_Supplied text_
──────────────────────────────

Nitrophenols are compounds of the formula HOC6H5−x(NO2)x.  The conjugate bases are called nitrophenolates.  Nitrophenols are more acidic than phenol itself.

Mono-nitrophenols

with the formula HOC6H4NO2.  Three isomeric nitrophenols exist: 

 o-Nitrophenol (2-nitrophenol; OH and NO2 groups are neighboring; CAS number: 88-75-5), a yellow crystalline solid (m.p. 46 °C).
 m-Nitrophenol (3-nitrophenol, CAS number: 554-84-7), a yellow solid (m.p. 97 °C) and precursor to the drug mesalazine (5-aminosalicylic acid).
 p-Nitrophenol (4-nitrophenol, CAS number: 100-02-7), yellow crystals  (m.p. 114 °C). It is a precursor to the rice herbicide fluorodifen, the pesticide parathion, and the human analgesic paracetamol (also known as acetaminophen).
The mononitrated phenols are often hydrogenated to the corresponding aminophenols that are also useful industrially.

Di- and trinitrophenols

 2,4-Dinitrophenol (m.p. 83 °C) is a moderately strong acid (pKa = 4.89).

──────────────────────────────

_Input data_
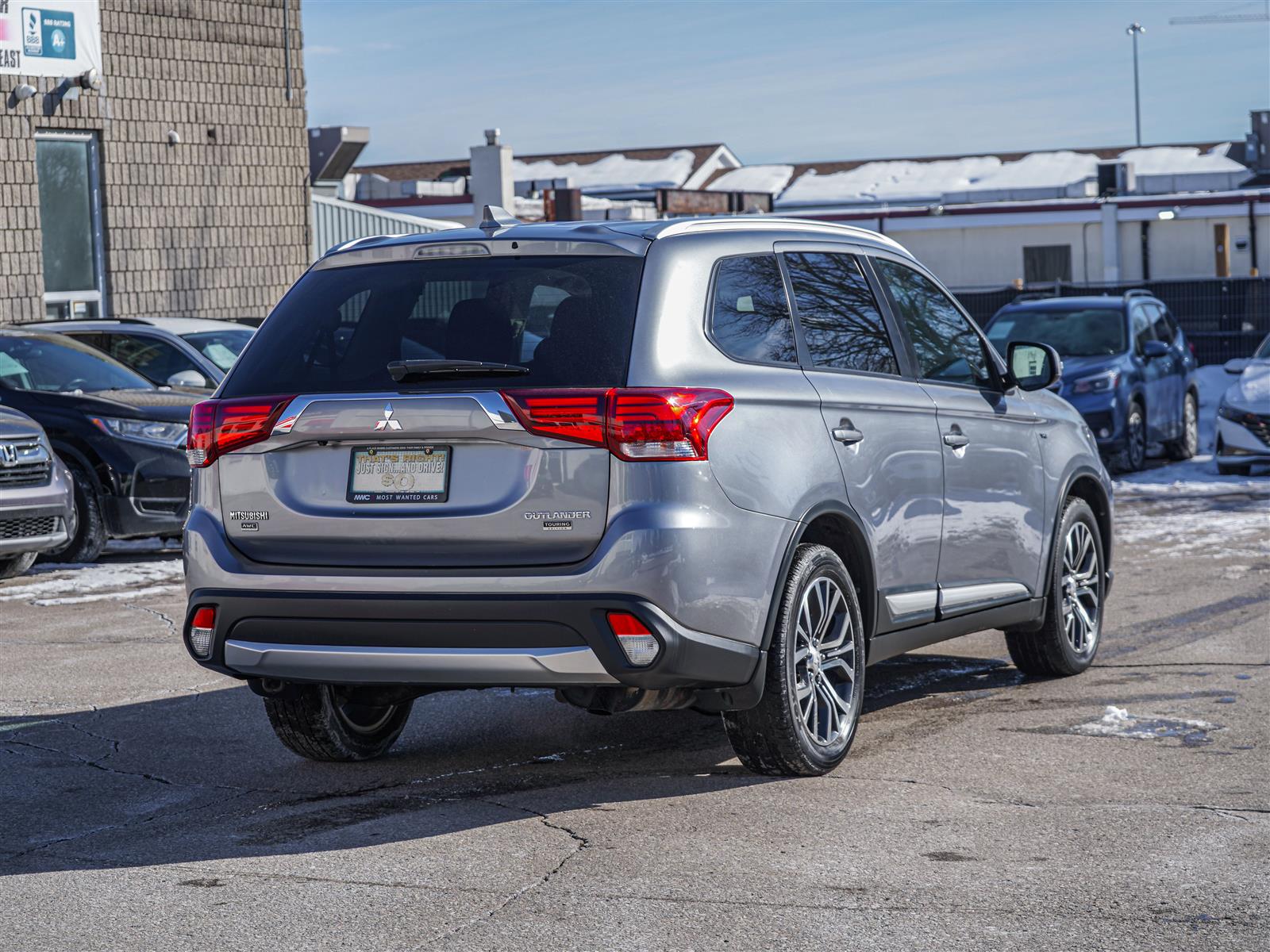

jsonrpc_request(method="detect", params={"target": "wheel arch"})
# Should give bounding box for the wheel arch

──────────────────────────────

_Prompt 1_
In the text on nitrophenols, what is the melting point of p-nitrophenol?
_Prompt 2_
Copy out the part of the text on nitrophenols between "p-Nitrophenol (4-nitrophenol, CAS" and "known as acetaminophen).", inclusive.

_Expected output 1_
114 °C

_Expected output 2_
p-Nitrophenol (4-nitrophenol, CAS number: 100-02-7), yellow crystals  (m.p. 114 °C). It is a precursor to the rice herbicide fluorodifen, the pesticide parathion, and the human analgesic paracetamol (also known as acetaminophen).